**Source records:**

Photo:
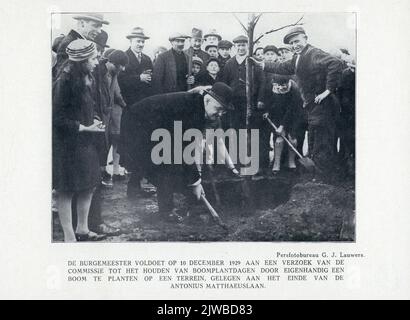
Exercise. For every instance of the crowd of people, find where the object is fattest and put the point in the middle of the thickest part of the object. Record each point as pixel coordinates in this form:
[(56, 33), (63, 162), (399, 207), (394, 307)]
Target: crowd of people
[(105, 99)]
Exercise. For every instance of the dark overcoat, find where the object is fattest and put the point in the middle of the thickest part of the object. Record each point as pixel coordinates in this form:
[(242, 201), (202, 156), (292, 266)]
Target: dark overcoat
[(165, 73), (155, 112), (75, 158), (132, 88)]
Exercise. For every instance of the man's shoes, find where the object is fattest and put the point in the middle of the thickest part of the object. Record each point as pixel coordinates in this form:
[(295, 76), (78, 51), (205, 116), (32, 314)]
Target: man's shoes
[(90, 236), (107, 230), (170, 216), (133, 192)]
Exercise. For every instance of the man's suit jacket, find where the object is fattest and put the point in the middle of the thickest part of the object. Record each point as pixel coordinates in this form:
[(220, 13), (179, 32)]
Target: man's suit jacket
[(132, 88), (315, 72), (165, 73)]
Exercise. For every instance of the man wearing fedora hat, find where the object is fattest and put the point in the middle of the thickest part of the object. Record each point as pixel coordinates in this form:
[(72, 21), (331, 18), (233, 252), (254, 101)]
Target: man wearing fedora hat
[(136, 84), (318, 75), (88, 27), (192, 109), (171, 68), (135, 81), (234, 75), (195, 48)]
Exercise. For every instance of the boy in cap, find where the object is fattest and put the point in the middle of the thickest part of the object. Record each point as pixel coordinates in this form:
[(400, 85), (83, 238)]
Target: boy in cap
[(318, 76)]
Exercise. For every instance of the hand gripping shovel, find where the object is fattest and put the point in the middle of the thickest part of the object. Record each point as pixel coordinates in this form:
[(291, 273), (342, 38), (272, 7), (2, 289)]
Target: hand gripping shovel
[(214, 214), (304, 161)]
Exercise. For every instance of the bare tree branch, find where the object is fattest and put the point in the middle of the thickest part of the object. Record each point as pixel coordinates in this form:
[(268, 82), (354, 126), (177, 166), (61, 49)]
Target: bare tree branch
[(297, 23), (243, 26)]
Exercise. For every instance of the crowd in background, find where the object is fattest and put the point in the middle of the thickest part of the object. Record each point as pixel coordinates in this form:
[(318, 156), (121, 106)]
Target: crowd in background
[(298, 87)]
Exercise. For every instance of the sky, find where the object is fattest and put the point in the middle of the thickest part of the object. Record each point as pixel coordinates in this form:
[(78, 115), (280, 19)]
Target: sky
[(327, 31)]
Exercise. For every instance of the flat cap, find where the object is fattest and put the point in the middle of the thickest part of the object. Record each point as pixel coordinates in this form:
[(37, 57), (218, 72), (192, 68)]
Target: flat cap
[(196, 33), (240, 38), (213, 32), (293, 32), (178, 35), (224, 44), (137, 32), (197, 60)]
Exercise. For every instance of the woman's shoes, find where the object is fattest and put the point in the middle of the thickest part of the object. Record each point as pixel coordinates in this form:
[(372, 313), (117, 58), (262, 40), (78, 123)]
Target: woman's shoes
[(90, 236)]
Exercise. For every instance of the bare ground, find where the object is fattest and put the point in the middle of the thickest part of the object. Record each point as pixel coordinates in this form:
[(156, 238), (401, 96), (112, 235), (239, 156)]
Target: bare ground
[(280, 208)]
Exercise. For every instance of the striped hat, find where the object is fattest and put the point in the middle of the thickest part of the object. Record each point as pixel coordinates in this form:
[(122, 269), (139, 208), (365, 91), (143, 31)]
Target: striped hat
[(80, 49)]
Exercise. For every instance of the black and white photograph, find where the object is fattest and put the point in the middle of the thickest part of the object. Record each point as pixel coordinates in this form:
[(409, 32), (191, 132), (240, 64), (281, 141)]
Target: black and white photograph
[(204, 158), (203, 126)]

**Exercise aim:**
Update all of the records above by changing every "thickest part" to "widest part" and leaving the rest of the text as it is. Leave the pictures out of your answer.

**Final answer:**
Photo:
Exercise. For every instance of the crowd of people, find where the object is fattest and put the point in the middle of the widest part of the object. Record each point as pixel coordinates in this form:
[(56, 33), (63, 162), (399, 207), (394, 307)]
Target: crowd of people
[(105, 99)]
Exercise. For every instance of the dark overcoat, find where the object is fattest and put the point in the middle of the widest part of the object. Record each point as pixel coordinates in this form:
[(242, 201), (202, 156), (292, 266)]
Target: dark overcoat
[(165, 73), (155, 112), (75, 158), (132, 88)]
Exercise. For every instance of the man's shoes, find where the object is fattest and put the point in the middle of the widest part of the object. Record each point as pixel coordinates in this form:
[(295, 76), (78, 51), (205, 116), (32, 314)]
Target: man's shoes
[(90, 236), (107, 230), (170, 216), (133, 192)]
Exercise. For every instance of the man's suit jacket, find where the object is fattest and put the point in the middle of the widest part of the object. Record each point as pixel coordinates in this form:
[(220, 13), (179, 32)]
Target: man's suit jacket
[(132, 88), (315, 72), (165, 73)]
Exercise. For every instance of the man wearing fedora hat, find where the object is fattest and put the point in the middle of the widest part of the object. Record each point as pixel coordinates in this form:
[(72, 21), (331, 18), (233, 252), (254, 101)]
Target: man wearing fedora hat
[(136, 84), (318, 75), (88, 27), (192, 109), (171, 68), (135, 81), (234, 75), (195, 48)]
Exercise. For every instance of the boy in cap, find where the object is fattest and put the point in the middle of the widest part of the object. Record each point as pixel coordinates in this form:
[(400, 85), (83, 238)]
Target: boy in cap
[(318, 76)]
Exercise. For every instance of the hand gripping shovel, find where the object is fattest and put the point in the middle of the widest part of the object. Record each point as pixel coordinates in this form:
[(291, 273), (342, 38), (272, 7), (2, 289)]
Target: hand gripping shovel
[(214, 214), (304, 161)]
Exercise. For every instance of the bare tree branch, find where the object is fattest and put the point in the middle of the widest part of the object. Record each point as pixel coordinates in this form:
[(268, 82), (354, 126), (177, 166), (61, 49)]
Target: bare tree branch
[(297, 23), (243, 26)]
Exercise. For every instance of the crowd in background, find where the object is fattest and put the point in the middle of the widest part of the object. Record each point as pixel coordinates in this form:
[(318, 156), (121, 106)]
Target: crowd in background
[(298, 87)]
Exercise. For every instance of the sky, find where the object is fattest and put the point in the middle of the widest part of the object. Record each point as pixel coordinates in this form:
[(78, 115), (280, 19)]
Target: sky
[(327, 31)]
Exercise. For every instance of the flat cap, find where the object is fattest and put the point in the middle of the widest part of the object. Record each point as pixel coordinates in this form:
[(37, 57), (218, 72), (192, 68)]
Target: flat cap
[(196, 33), (240, 38), (213, 32), (293, 32), (178, 35), (224, 44), (137, 32), (197, 60)]
Exercise. For every instance of the woman's shoes, find where the object is fattest and put the point in the middle of the widest part of the object. Record each point as pixel coordinates in this form:
[(372, 313), (117, 58), (262, 40), (78, 123)]
Target: woman's shoes
[(90, 236)]
Exercise. For every instance of the bare ground, find where the object is fattest and put the point in the middle of the widest part of the object. Record each point as pixel coordinates in this form:
[(156, 238), (401, 96), (112, 235), (239, 156)]
Target: bare ground
[(280, 208)]
Exercise. For every instance of the striped hat, find where the object is fattest and put the point in the middle of the widest part of the object. Record each point as pixel coordinates in this form:
[(122, 269), (139, 208), (365, 91), (143, 31)]
Target: striped hat
[(80, 49)]
Exercise. For every instance of the black and white photograph, find where the object is fattest and put the point in the middle of the widest part of the object. Record each point as pixel coordinates in this form:
[(409, 32), (191, 132), (240, 64), (281, 141)]
Target: black and white photograph
[(204, 158), (203, 126)]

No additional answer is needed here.